▶ **Challenge**:
Set out every line of the entries below as a Markdown table with the columns Row and Entry line, numbering each row and omitting blank lines.

▶ **Dataset content**:

>>>>>

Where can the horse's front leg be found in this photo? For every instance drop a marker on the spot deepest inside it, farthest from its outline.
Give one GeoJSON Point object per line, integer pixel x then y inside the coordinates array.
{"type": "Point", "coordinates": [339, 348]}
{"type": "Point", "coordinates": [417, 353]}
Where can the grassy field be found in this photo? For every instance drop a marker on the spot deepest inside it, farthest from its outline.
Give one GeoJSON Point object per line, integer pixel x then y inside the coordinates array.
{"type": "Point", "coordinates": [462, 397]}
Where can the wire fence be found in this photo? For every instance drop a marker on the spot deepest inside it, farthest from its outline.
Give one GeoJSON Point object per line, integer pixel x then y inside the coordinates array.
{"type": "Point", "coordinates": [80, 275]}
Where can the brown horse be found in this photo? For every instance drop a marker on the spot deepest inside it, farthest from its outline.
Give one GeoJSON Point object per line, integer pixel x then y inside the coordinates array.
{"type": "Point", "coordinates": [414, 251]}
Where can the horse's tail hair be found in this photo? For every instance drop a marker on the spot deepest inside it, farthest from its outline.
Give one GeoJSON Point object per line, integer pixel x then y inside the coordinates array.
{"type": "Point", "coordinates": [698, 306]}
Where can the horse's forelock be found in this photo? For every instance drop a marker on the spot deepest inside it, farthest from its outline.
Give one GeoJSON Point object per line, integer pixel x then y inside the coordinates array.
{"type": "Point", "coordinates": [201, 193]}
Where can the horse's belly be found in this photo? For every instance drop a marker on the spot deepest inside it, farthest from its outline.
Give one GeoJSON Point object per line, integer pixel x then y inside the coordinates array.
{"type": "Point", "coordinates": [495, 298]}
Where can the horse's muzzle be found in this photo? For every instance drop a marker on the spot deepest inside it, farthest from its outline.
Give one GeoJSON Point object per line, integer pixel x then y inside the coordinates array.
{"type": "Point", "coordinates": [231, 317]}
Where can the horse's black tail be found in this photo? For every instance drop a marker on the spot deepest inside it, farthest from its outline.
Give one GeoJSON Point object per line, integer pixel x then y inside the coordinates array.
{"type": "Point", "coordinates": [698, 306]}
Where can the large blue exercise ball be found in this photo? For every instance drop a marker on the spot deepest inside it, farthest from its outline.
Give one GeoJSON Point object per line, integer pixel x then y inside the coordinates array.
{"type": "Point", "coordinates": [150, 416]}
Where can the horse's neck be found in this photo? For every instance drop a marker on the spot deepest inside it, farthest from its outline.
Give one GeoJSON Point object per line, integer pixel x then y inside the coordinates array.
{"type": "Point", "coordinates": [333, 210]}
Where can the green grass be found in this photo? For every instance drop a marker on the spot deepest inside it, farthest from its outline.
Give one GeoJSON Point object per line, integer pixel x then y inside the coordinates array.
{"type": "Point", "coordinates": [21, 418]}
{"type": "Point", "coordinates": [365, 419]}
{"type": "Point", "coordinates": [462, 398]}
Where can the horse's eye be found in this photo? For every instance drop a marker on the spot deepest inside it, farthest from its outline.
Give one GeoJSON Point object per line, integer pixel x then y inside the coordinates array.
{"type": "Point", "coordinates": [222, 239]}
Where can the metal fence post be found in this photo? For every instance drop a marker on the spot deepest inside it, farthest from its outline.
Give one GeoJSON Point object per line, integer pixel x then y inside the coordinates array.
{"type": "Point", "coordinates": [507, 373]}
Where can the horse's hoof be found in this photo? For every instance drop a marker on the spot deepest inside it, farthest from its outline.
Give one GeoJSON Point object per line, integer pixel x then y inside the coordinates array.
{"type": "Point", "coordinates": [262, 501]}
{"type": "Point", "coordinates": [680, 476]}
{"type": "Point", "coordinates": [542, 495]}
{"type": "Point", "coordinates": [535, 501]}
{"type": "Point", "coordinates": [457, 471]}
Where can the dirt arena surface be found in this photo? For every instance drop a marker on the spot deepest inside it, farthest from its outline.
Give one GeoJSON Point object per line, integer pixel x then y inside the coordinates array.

<<<<<

▶ **Solution for this task**:
| Row | Entry line |
|---|---|
| 1 | Where can the horse's front leg be found in this photo? For every instance drop a marker on the spot deepest inside it, farthest from its outline. |
| 2 | Give one GeoJSON Point object per line, integer pixel x then y inside the coordinates array. |
| 3 | {"type": "Point", "coordinates": [339, 348]} |
| 4 | {"type": "Point", "coordinates": [417, 353]} |
| 5 | Where can the grassy field be found in this photo? For every instance drop a marker on the spot deepest inside it, farthest from its outline. |
| 6 | Give one GeoJSON Point object per line, integer pixel x then y inside the coordinates array. |
| 7 | {"type": "Point", "coordinates": [462, 397]} |
| 8 | Where can the wire fence be found in this photo? For every instance drop a marker on the spot deepest inside it, farthest from its outline. |
| 9 | Give one GeoJSON Point object per line, integer pixel x then y inside the coordinates array. |
| 10 | {"type": "Point", "coordinates": [80, 275]} |
| 11 | Where can the brown horse be found in this photo? For every instance drop a marker on the spot deepest inside it, farthest from its outline. |
| 12 | Give one GeoJSON Point object per line, integer pixel x then y inside the coordinates array. |
| 13 | {"type": "Point", "coordinates": [414, 251]} |
| 14 | Where can the horse's tail hair be found in this photo? For every instance drop a marker on the spot deepest inside it, farthest from its outline. |
| 15 | Give one GeoJSON Point object per line, integer pixel x then y inside the coordinates array. |
| 16 | {"type": "Point", "coordinates": [698, 306]} |
| 17 | Where can the horse's forelock be found in this photo? For every instance drop a marker on the spot deepest inside it, farthest from its outline. |
| 18 | Give one GeoJSON Point object per line, integer pixel x then y inside the coordinates array. |
| 19 | {"type": "Point", "coordinates": [201, 193]} |
| 20 | Where can the horse's belly be found in this photo? For every instance drop a marker on the spot deepest inside it, farthest from its outline. |
| 21 | Give one GeoJSON Point object per line, integer pixel x then y inside the coordinates array. |
| 22 | {"type": "Point", "coordinates": [495, 298]} |
| 23 | Where can the horse's muzzle be found in this photo? For every instance drop a marker on the spot deepest inside it, farthest from its outline. |
| 24 | Give one GeoJSON Point object per line, integer pixel x then y inside the coordinates array. |
| 25 | {"type": "Point", "coordinates": [231, 317]} |
| 26 | Where can the horse's black tail be found in this photo? For every instance drop a marker on the spot deepest inside it, farthest from its outline. |
| 27 | Give one GeoJSON Point object per line, integer pixel x then y inside the coordinates array. |
| 28 | {"type": "Point", "coordinates": [698, 306]} |
| 29 | Where can the large blue exercise ball be found in this photo? For every instance drop a marker on the spot deepest inside it, farthest from its outline. |
| 30 | Give one GeoJSON Point object per line, integer pixel x then y inside the coordinates array. |
| 31 | {"type": "Point", "coordinates": [150, 416]} |
| 32 | Where can the horse's neck be found in this photo? For every instance drop a marker on the spot deepest inside it, farthest from its outline. |
| 33 | Give one GeoJSON Point object per line, integer pixel x then y inside the coordinates array. |
| 34 | {"type": "Point", "coordinates": [333, 210]} |
| 35 | Where can the green grass be found in this photo? For every instance drop a marker on the spot deepest inside it, farthest from its outline. |
| 36 | Give one GeoJSON Point object per line, integer pixel x then y inside the coordinates array. |
| 37 | {"type": "Point", "coordinates": [21, 418]} |
| 38 | {"type": "Point", "coordinates": [365, 419]} |
| 39 | {"type": "Point", "coordinates": [462, 398]} |
| 40 | Where can the horse's eye be found in this photo? For every instance drop a marker on the spot deepest inside it, farthest from its outline. |
| 41 | Give one GeoJSON Point object per line, integer pixel x then y inside the coordinates array. |
| 42 | {"type": "Point", "coordinates": [222, 239]} |
| 43 | Where can the metal fence post be found in this photo? For every instance drop a marker on the spot deepest inside it, farthest from its outline. |
| 44 | Give one GeoJSON Point object per line, integer pixel x then y inside the coordinates array. |
| 45 | {"type": "Point", "coordinates": [507, 373]} |
| 46 | Where can the horse's hoof be found in this photo? For every instance drop a marker on the spot deepest inside it, farthest from its outline. |
| 47 | Give one GeoJSON Point object per line, integer pixel x then y inside the coordinates array. |
| 48 | {"type": "Point", "coordinates": [262, 501]} |
| 49 | {"type": "Point", "coordinates": [680, 476]} |
| 50 | {"type": "Point", "coordinates": [542, 495]} |
| 51 | {"type": "Point", "coordinates": [535, 501]} |
| 52 | {"type": "Point", "coordinates": [457, 471]} |
| 53 | Where can the dirt arena surface be found in this photo? For every instance drop a marker on the spot deepest inside it, farthest from its outline. |
| 54 | Give one GeoJSON Point object per line, integer pixel x then y inside the coordinates array. |